> _Texte fourni_
=-=-=-=-=
En l'espèce, par conséquent, la question est de savoir si le juge Pinard disposait d'éléments de preuve selon lesquels les actifs du contribuable pourraient être liquidés ou autrement échapper au ministre.
[13] Le contribuable possédait des montants d'argent importants en espèces dans un coffre et il avait omis de produire les DRP consécutives. Des circonstances semblables existaient dans la décision Ministre du Revenu national c. Rouleau (1995), 101 F.T.R. 57 (C.F. 1re inst.). Le juge Gibson a décidé ce qui suit aux paragraphes 6 et 7 :
Dans l'arrêt Laframboise c. La Reine, le juge Joyal indique ceci à la page 524 :
J'en viens à la conclusion que la nature même de la cotisation soulève des doutes raisonnables selon lesquels le contribuable n'aurait pas géré ses affaires d'une façon que nous pourrions qualifier d'orthodoxe. Il est à craindre qu'à la suite du transfert de fonds excédentaires à des fins d'investissement, par l'entremise d'un tiers plutôt que directement, il serait difficile de retrouver ces fonds ou de les récupérer.
J'estime que la citation qui précède s'applique aux circonstances dont je suis saisi. Certainement, la nature des redressements établis relativement au requérant révèle des revenus qui sont tout à fait hors de proportion avec les revenus mentionnés dans les déclarations annuelles produites au ministre du Revenu national. La façon dont il conserve ses biens dénote très certainement qu'il conduit ses affaires d'une manière que l'on pourrait qualifier de peu orthodoxe. Elle révèle également des pratiques qui permettraient très facilement au requérant de soustraire des biens considérables s'il était enclin à le faire de sorte qu'il pourrait être difficile de retrouver les biens et de les récupérer.
=-=-=-=-=
> _Entrées fournies_
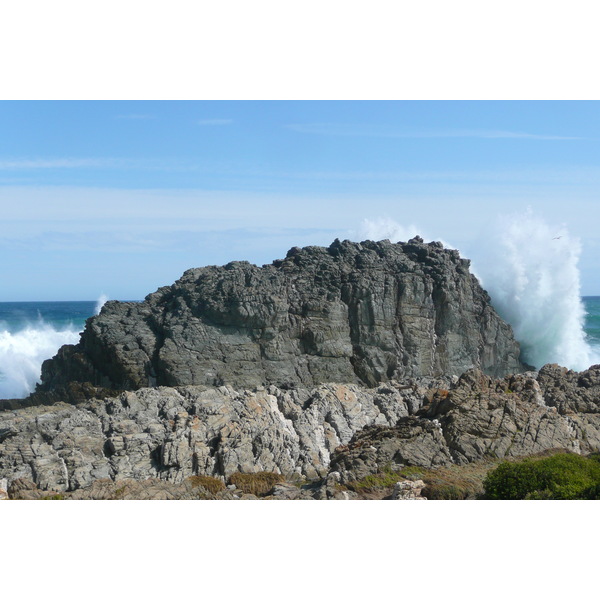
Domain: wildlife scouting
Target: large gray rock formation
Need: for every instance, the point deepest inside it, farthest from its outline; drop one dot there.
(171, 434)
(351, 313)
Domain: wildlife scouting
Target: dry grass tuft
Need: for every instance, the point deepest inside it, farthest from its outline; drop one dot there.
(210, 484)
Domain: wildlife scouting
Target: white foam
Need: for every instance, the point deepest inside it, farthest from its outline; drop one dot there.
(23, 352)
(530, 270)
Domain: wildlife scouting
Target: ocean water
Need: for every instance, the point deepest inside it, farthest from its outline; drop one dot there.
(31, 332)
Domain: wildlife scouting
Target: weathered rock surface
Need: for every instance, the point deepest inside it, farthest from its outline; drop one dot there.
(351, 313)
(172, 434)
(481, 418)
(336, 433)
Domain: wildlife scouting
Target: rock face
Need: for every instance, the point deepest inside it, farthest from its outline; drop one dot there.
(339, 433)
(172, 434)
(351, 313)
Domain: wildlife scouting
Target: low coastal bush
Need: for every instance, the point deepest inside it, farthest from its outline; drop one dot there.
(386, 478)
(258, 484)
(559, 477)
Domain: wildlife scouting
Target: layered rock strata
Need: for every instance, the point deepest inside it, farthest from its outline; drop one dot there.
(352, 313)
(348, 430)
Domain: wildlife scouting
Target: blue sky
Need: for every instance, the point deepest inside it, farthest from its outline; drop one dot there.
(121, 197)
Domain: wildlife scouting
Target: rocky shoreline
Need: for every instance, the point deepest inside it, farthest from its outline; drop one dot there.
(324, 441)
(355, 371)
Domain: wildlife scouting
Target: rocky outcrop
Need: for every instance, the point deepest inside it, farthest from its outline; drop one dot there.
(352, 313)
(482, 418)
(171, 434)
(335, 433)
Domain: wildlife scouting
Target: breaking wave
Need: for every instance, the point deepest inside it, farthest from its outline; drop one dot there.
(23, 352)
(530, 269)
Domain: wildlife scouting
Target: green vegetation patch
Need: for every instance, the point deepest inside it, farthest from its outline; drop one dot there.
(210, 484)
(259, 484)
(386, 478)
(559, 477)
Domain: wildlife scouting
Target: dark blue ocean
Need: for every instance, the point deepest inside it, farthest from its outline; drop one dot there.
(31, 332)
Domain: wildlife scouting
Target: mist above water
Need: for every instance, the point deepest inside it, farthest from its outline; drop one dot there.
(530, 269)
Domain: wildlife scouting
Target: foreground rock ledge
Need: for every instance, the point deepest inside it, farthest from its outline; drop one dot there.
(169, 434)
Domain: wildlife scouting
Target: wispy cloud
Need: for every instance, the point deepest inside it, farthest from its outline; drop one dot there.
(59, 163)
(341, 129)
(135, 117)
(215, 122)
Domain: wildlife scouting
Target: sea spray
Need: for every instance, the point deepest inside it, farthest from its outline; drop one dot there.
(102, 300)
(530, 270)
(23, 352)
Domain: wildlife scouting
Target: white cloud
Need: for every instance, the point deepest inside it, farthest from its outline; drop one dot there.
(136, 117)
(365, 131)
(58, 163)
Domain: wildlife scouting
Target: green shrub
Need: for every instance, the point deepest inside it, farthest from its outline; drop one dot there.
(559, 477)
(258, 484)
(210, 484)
=-=-=-=-=
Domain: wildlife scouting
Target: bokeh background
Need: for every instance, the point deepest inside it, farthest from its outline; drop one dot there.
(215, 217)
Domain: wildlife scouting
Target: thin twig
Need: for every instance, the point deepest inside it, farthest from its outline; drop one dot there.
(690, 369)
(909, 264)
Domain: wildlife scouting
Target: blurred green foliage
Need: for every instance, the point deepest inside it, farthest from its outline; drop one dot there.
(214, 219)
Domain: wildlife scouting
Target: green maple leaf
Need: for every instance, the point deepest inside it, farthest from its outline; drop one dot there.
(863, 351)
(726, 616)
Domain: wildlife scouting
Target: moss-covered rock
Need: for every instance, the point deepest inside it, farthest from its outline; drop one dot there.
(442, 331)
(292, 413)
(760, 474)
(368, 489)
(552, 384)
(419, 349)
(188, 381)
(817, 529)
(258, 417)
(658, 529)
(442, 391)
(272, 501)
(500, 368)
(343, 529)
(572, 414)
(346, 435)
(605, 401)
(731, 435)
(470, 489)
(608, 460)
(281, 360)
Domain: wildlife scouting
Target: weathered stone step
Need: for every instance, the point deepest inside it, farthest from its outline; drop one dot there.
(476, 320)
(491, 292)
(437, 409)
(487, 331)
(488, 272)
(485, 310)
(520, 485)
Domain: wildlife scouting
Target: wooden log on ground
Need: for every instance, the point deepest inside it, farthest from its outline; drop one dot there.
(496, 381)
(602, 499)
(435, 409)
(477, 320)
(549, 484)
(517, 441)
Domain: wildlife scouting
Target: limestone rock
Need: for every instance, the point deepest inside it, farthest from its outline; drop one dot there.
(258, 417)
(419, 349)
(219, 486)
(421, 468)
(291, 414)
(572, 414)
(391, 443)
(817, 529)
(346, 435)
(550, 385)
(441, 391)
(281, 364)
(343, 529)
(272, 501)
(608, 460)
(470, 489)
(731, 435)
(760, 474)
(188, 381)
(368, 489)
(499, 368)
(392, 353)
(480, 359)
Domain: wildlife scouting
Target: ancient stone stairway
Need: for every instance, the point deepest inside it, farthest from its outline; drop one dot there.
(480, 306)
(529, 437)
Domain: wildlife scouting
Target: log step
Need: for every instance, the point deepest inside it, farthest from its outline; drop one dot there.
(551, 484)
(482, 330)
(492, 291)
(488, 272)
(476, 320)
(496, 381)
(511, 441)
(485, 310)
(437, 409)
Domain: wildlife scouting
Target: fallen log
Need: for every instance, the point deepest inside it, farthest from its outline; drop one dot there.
=-=-=-=-=
> _Tâche écrite 1_
D'après le texte fourni sur le contribuable et le ministre du Revenu national, où le contribuable gardait-il d'importantes sommes en espèces ?
> _Tâche écrite 2_
Rédigez la suite du texte fourni sur le contribuable et le ministre du Revenu national, en reprenant juste après sa dernière phrase.

> _Réponse 1_
Dans un coffre.

> _Réponse 2_
[Renvoi omis.]
[14] Le même raisonnement s'applique en l'espèce. Le contribuable s'est certainement livré à des pratiques commerciales peu orthodoxes. Il serait très facile pour le défendeur de soustraire son argent s'il choisissait de le faire. De ce fait, il y avait des motifs raisonnables de croire que l'octroi d'un délai compromettrait le recouvrement.
[15] Je remarque que le contribuable a fait référence à l'arrêt Canada c. Landru (S.), [1993] 1 C.T.C. 93 (B.R. Sask.). Cette cause peut être distinguée de la présente affaire puisqu'il y est question d'argent immobilisé sous forme de biens immobiliers, ce qui est nettement moins liquide et plus facile à localiser que des montants en espèces détenus dans un coffre.
3. L'ordonnance de recouvrement préventif devrait-elle être annulée en raison de la conduite de la demanderesse?
[16] Le contribuable soutient que la demanderesse n'a pas agi avec une extrême bonne foi dans le cadre de la présente demande. Il soumet particulièrement que :
- puisque la DGBS et l'OPP détenaient ses actifs, le recouvrement n'était pas réellement compromis et, par conséquent, il n'était pas nécessaire que la demanderesse présente une requête ex parte;
- le ministre a omis d'aviser la Cour que la DGBS et l'OPP n'avaient pas respecté l'ordonnance Watt;
- le ministre a induit la Cour en erreur en présentant un affidavit qui déclarait que le juge Watt avait ordonné que les biens soient remis après le 23 juillet 2003 alors qu'en fait, il était ordonné de les remettre ce jour-là.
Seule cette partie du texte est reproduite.